■ **Exercise**:
Your answer should hold exactly the lines from the line containing "For every instance, where" through the end of the entries that follow.

[Stored data]

|---|

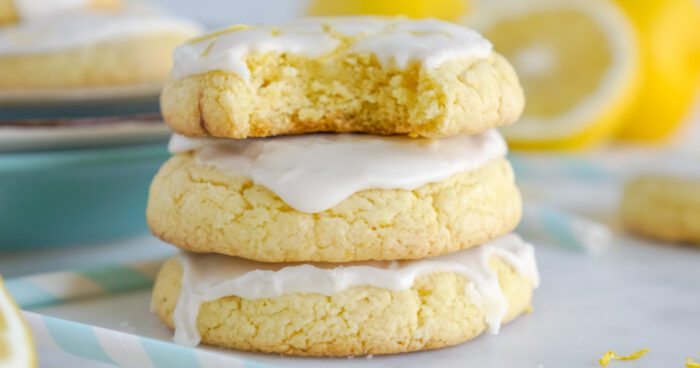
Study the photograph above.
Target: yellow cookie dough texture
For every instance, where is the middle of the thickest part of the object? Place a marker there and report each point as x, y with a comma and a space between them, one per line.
293, 94
436, 312
663, 208
199, 208
9, 13
134, 60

|---|

■ **Expected answer**:
For every instance, where is the middle of the thickest part of the object? Place a marker there and report each point as x, y with a comma and a space between them, one per line.
293, 94
436, 312
663, 208
199, 208
9, 13
134, 60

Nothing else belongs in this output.